What is required: Here is a listing; restate all of it exactly.
──────
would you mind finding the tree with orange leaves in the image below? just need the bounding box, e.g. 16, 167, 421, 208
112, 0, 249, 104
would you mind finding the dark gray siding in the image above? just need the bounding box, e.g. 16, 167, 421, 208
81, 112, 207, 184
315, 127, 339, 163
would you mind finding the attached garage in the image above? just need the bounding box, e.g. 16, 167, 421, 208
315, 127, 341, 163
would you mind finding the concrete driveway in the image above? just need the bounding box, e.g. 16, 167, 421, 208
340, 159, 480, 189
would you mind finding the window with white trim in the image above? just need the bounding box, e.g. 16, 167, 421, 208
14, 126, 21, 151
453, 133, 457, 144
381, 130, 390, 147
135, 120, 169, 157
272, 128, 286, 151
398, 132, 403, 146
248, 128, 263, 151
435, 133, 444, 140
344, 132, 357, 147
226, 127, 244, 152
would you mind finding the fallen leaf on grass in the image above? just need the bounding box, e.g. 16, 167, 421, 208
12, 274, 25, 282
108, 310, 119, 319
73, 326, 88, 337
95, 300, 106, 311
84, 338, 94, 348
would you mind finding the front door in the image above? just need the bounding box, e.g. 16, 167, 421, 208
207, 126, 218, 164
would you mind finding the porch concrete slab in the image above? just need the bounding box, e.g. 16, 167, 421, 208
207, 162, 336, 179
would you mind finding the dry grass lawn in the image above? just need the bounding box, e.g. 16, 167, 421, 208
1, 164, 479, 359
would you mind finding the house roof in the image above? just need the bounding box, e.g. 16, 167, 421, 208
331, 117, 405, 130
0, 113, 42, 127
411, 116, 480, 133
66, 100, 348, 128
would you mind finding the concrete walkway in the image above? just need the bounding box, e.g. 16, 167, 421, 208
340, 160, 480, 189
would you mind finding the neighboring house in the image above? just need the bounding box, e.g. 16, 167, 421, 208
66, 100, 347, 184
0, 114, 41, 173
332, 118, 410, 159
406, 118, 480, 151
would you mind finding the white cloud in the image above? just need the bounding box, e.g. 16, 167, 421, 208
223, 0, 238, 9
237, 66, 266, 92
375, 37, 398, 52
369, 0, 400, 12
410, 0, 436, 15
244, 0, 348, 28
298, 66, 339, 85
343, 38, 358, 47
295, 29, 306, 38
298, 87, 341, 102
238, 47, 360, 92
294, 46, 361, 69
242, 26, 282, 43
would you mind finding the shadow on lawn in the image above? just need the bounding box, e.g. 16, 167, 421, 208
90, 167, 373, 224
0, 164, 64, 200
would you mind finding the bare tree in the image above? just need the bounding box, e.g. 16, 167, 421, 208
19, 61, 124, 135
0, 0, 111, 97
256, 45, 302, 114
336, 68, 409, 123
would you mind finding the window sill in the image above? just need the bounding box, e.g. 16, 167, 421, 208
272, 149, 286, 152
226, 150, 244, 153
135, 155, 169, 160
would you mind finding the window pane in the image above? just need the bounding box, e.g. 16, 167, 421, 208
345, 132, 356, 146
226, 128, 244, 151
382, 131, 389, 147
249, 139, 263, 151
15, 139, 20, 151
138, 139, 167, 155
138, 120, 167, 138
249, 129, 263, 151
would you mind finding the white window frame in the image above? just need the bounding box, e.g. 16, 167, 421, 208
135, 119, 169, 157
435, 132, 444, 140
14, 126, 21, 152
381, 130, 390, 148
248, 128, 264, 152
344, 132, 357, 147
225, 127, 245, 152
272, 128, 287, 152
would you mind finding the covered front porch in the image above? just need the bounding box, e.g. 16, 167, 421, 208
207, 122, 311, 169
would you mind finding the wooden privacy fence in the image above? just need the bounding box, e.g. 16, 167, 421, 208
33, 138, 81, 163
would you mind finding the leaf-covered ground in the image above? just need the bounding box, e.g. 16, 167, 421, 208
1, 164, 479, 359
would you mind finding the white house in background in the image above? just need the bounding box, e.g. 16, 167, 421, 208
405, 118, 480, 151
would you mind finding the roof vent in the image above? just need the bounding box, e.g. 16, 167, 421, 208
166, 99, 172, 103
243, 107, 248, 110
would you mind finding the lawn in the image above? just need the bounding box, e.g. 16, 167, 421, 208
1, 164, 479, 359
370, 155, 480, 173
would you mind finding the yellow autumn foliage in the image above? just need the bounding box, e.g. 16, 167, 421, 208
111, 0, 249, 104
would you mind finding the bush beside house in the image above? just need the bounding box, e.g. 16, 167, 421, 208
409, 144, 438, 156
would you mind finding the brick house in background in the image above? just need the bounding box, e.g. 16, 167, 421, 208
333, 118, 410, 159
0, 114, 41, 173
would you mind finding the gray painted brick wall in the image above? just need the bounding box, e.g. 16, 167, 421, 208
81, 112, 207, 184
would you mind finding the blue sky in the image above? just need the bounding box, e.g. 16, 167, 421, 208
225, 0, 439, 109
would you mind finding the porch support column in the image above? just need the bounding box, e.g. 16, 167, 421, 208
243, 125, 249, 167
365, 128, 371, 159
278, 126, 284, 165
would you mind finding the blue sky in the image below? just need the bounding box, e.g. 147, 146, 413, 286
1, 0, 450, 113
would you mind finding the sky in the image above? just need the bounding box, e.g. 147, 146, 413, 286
──────
Exercise response:
would you mind finding the tree with orange leaves in the image below? just need the bounding box, e.g. 16, 167, 421, 208
112, 0, 249, 104
would you mind finding the dark gray siding in the image above? just need the bounding box, e.g. 16, 167, 421, 208
81, 112, 207, 184
315, 127, 339, 163
would you mind finding the attached garage in the image above? just need the bounding box, e.g. 16, 167, 421, 208
315, 127, 341, 163
would you mind finding the concrete driveway in the image above? just need the bounding box, e.g. 16, 167, 421, 208
340, 159, 480, 189
would you mind finding the window with white trim in the image above? just need the bounding box, e.g. 16, 167, 421, 208
14, 126, 21, 151
453, 133, 457, 144
381, 130, 390, 147
135, 120, 169, 157
272, 128, 286, 151
398, 132, 403, 146
248, 128, 263, 151
435, 133, 444, 140
344, 132, 357, 147
226, 127, 244, 152
would you mind finding the fallen leaf on grass in the image above? just need the bounding box, e.g. 16, 167, 421, 208
12, 274, 25, 282
108, 310, 119, 319
73, 326, 88, 337
95, 300, 106, 311
84, 338, 94, 348
would you mind finding the front door in the image above? just need the bounding box, e.g. 16, 167, 421, 208
207, 126, 218, 164
would you mind finding the porch concrete slab in the image above? just need the bounding box, e.g. 16, 167, 421, 208
207, 162, 336, 179
would you mind finding the dry grass lawn in the image above? just need the bounding box, e.g. 16, 167, 421, 208
1, 164, 479, 359
would you mind finding the house roof in the image above? just need the bounding box, e.g. 16, 167, 421, 208
331, 117, 405, 130
0, 113, 42, 127
411, 116, 480, 133
66, 100, 348, 128
would you mind finding the concrete walkway in the image above? just need the bounding box, e.g. 16, 167, 421, 208
340, 160, 480, 189
would you mind finding the neighboring house in the image above? just need the bounding box, e.g. 16, 167, 421, 208
66, 100, 347, 184
0, 114, 41, 173
332, 118, 410, 159
406, 118, 480, 151
would you mind finding the white cloud in the image above? just need the bounding box, e.g. 16, 167, 421, 208
223, 0, 238, 9
237, 66, 266, 92
375, 37, 398, 52
369, 0, 400, 12
410, 0, 436, 15
244, 0, 348, 28
298, 66, 339, 85
343, 38, 358, 47
295, 29, 306, 38
298, 87, 341, 102
238, 47, 360, 92
294, 46, 361, 69
242, 26, 282, 43
would you mind finding the shadow on lawn in the image above? just need the bounding box, e.g. 16, 167, 421, 208
90, 167, 373, 224
0, 164, 64, 200
would you mind finding the bare tree in the image above? just need the bounding box, e.g. 16, 167, 421, 208
19, 61, 124, 135
0, 0, 111, 97
256, 45, 302, 114
336, 68, 409, 123
would you mind finding the window sill in the image above? just need the bounding box, e.g. 16, 167, 421, 208
272, 149, 286, 152
226, 150, 244, 153
135, 155, 169, 160
would you mind finding the window pane in the image above? just need the bounding box, e.g. 16, 167, 421, 208
345, 132, 356, 146
226, 128, 244, 151
382, 131, 389, 147
249, 139, 263, 151
15, 139, 20, 151
138, 139, 167, 155
138, 120, 167, 138
249, 129, 263, 151
would you mind finding the white window frame in the image above? just need the bounding box, e.g. 16, 167, 421, 208
135, 119, 169, 157
435, 132, 444, 140
14, 126, 21, 152
381, 130, 390, 148
248, 128, 264, 152
344, 132, 357, 147
225, 127, 245, 152
272, 128, 287, 152
would you mind finding the covered front porch in the image above? just need the bounding box, e.g. 16, 167, 421, 208
207, 122, 311, 169
would you mind finding the wooden privacy fence in the image above? just need the bounding box, e.g. 16, 167, 421, 208
33, 138, 81, 163
would you mind finding the leaf-covered ground in the image above? just need the bounding box, e.g. 16, 167, 421, 208
1, 164, 479, 359
would you mind finding the white house in background in the image above? just need the bounding box, e.g. 16, 167, 421, 208
405, 118, 480, 151
would you mind finding the roof vent in the image above? just need the bounding box, e.g. 16, 167, 421, 208
166, 99, 172, 103
243, 107, 248, 110
would you mind finding the lawn in the image above? just need the bounding box, e.g. 16, 167, 421, 208
1, 164, 479, 359
370, 155, 480, 173
would you mind finding the yellow autumn foliage in the image above? just need the bounding box, e.g. 16, 167, 421, 208
111, 0, 249, 104
would you mind finding the bush beside house in the image above? just need the bounding box, e.g. 16, 167, 421, 208
409, 144, 438, 156
would you mind finding the brick house in background in the image above? just need the bounding box, e.g. 16, 167, 421, 208
333, 118, 410, 159
0, 114, 41, 173
would you mind finding the gray painted brick wall in the image above? just need the bounding box, e.g. 16, 167, 421, 208
81, 112, 207, 184
would you mind finding the blue sky in the image above? just need the bounding box, e.g. 16, 167, 421, 208
225, 0, 439, 109
would you mind finding the porch support column in the image above? just need the bounding box, e.g. 16, 167, 421, 208
243, 125, 249, 167
365, 128, 371, 159
278, 126, 284, 165
would you mind finding the blue sky in the image below? just need the bounding box, e.g. 147, 146, 413, 286
1, 0, 450, 113
would you mind finding the sky in the image above? just need the bounding box, e.g. 147, 146, 413, 286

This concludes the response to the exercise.